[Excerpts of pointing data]
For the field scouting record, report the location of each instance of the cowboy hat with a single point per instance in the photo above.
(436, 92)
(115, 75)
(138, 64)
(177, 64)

## [WHAT NEEDS TO BE DONE]
Copy out the material above line for line, without changing a single character.

## [EXERCISE SOLUTION]
For the field scouting record, report the location of each instance of the cowboy hat with a single point per instance in the photo above.
(436, 92)
(115, 75)
(138, 64)
(177, 64)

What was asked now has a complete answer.